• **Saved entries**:
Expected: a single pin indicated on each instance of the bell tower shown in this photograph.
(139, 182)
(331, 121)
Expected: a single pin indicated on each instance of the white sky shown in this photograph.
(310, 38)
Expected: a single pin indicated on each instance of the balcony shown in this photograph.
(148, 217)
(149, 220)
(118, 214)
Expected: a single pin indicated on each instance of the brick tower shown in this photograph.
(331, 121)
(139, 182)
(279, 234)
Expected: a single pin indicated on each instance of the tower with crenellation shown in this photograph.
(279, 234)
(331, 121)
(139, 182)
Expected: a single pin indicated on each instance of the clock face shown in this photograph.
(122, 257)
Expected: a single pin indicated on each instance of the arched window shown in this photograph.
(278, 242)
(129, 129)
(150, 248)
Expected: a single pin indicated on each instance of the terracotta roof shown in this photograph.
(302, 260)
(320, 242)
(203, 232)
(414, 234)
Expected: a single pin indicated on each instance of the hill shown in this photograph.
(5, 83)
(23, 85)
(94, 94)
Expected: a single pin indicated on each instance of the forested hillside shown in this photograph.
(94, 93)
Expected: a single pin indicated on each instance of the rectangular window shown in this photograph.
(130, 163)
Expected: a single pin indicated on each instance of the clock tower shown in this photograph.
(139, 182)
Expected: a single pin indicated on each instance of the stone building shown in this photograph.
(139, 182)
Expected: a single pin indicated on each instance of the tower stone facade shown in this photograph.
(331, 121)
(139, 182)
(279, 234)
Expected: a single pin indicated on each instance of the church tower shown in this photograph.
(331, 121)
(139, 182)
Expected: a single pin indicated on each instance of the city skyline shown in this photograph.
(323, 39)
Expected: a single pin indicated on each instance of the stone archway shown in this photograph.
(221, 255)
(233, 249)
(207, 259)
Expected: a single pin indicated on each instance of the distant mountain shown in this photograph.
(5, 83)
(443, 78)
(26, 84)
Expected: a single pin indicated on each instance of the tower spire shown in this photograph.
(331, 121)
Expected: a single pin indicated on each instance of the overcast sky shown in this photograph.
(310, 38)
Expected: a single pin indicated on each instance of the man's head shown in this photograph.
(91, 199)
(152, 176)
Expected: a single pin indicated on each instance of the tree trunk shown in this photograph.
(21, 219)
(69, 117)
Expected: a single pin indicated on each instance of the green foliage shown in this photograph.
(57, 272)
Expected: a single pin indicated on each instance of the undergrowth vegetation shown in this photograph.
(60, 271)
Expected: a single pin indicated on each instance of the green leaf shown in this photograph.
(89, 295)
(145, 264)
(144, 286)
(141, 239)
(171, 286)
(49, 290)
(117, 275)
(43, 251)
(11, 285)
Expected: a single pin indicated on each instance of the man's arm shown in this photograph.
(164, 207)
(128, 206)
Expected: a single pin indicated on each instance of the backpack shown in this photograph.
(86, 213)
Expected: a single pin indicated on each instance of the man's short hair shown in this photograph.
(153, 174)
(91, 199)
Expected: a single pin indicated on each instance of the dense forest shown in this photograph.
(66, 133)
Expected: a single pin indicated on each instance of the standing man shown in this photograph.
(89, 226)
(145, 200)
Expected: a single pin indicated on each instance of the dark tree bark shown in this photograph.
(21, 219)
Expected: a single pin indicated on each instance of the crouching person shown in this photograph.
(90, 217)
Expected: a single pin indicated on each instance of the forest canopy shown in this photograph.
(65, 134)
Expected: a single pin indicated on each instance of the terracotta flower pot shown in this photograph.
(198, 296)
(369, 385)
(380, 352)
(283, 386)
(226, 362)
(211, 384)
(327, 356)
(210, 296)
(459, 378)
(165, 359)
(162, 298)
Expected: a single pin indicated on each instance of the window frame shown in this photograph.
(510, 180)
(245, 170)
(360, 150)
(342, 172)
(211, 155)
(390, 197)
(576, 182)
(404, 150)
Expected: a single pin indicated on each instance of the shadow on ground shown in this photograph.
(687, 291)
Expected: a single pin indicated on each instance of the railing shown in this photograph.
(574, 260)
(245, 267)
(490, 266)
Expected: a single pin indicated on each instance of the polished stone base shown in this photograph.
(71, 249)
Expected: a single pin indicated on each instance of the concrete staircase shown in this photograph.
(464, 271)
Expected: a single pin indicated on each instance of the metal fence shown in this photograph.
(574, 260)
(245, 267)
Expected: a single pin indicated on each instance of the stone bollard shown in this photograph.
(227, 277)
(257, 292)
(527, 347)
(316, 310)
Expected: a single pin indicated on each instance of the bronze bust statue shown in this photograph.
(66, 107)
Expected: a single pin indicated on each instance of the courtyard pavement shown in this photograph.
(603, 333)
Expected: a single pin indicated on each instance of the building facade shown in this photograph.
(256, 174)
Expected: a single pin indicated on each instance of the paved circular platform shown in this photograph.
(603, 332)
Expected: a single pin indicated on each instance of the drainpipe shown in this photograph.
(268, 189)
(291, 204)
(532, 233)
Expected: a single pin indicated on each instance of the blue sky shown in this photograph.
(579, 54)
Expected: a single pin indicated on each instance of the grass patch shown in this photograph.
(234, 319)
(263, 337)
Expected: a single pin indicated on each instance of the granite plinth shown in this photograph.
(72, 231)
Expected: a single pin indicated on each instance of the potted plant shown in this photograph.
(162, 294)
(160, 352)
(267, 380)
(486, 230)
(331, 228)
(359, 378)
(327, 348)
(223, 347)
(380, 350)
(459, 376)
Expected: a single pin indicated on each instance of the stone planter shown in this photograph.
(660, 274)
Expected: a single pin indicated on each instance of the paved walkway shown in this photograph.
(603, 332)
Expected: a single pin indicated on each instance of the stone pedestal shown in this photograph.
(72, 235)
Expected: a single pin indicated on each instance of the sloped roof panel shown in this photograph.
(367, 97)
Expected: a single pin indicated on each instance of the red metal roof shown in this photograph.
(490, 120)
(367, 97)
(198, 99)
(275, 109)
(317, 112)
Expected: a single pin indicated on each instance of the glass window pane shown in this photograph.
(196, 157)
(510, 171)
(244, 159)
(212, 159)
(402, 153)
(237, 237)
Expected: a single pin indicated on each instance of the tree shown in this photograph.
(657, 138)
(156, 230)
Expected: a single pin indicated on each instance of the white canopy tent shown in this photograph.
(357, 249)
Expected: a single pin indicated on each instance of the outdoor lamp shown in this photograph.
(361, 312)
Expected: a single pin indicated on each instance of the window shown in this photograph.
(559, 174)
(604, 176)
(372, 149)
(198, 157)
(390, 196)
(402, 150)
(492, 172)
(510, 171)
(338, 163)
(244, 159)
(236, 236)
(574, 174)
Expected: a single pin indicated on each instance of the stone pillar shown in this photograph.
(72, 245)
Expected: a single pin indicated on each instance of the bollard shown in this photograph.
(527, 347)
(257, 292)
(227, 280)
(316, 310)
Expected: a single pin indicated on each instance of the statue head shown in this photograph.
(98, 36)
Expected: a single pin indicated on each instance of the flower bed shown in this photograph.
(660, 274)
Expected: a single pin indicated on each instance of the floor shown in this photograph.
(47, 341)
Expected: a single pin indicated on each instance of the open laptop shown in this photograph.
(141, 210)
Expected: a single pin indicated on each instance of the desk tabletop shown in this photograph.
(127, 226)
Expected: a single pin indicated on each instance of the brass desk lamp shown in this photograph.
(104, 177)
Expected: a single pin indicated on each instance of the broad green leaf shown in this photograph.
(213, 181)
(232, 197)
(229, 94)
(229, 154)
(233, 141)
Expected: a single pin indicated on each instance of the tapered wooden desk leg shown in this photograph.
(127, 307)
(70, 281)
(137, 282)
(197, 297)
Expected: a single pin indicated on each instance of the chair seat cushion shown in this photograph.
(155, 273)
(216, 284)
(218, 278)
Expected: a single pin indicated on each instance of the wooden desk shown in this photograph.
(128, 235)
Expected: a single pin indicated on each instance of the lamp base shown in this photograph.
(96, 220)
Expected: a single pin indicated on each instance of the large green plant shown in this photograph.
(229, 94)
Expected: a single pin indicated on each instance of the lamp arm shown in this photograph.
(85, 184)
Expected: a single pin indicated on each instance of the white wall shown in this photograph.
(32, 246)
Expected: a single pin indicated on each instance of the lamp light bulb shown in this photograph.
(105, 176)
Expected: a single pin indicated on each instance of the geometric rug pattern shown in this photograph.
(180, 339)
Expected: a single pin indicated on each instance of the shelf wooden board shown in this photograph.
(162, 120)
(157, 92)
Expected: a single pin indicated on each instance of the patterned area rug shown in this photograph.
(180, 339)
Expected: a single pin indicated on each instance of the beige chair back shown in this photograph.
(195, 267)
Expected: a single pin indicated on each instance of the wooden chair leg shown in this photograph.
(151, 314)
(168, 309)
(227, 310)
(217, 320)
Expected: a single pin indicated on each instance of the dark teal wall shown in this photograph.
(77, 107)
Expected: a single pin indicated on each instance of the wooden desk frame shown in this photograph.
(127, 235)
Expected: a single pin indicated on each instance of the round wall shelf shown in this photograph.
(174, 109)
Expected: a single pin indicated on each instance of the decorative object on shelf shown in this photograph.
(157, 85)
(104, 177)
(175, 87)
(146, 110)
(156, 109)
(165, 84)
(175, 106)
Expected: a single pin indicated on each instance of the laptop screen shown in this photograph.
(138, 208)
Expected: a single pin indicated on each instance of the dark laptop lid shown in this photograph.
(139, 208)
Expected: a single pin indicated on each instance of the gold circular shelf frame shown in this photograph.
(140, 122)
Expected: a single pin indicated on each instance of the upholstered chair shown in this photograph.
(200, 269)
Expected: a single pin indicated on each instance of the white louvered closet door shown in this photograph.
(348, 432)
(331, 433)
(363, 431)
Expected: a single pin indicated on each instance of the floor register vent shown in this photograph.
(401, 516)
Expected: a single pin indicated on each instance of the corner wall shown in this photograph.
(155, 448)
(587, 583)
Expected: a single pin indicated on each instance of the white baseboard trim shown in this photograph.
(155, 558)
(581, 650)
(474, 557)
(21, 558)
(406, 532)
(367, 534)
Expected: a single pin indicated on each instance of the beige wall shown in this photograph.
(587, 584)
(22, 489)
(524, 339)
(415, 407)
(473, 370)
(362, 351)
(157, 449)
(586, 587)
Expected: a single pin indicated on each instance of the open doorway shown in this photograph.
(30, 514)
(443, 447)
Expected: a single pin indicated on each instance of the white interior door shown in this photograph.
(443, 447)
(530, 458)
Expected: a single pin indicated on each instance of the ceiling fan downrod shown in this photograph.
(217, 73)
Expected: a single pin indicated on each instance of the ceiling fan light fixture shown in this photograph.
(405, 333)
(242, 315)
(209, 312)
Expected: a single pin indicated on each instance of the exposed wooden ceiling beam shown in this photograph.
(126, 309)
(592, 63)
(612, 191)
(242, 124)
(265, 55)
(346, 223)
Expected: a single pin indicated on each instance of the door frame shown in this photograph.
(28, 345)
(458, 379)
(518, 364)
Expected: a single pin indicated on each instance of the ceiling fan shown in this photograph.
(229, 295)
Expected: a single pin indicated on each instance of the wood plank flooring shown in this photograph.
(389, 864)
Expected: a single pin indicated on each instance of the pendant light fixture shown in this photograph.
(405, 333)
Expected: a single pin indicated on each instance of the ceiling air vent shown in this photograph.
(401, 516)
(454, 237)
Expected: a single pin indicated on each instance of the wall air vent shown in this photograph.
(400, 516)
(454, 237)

• **EXERCISE AIM**: Word for word, return the lines from the one holding "ceiling air vent shown in this photograph." through the end of the entries above.

• **WRITTEN ANSWER**:
Expected: a single pin indicated on each instance of the ceiling air vent shown in this photograph.
(401, 516)
(454, 237)
Expected: a single pin indicated on each instance of the wall air vent shown in this photograph.
(400, 516)
(454, 237)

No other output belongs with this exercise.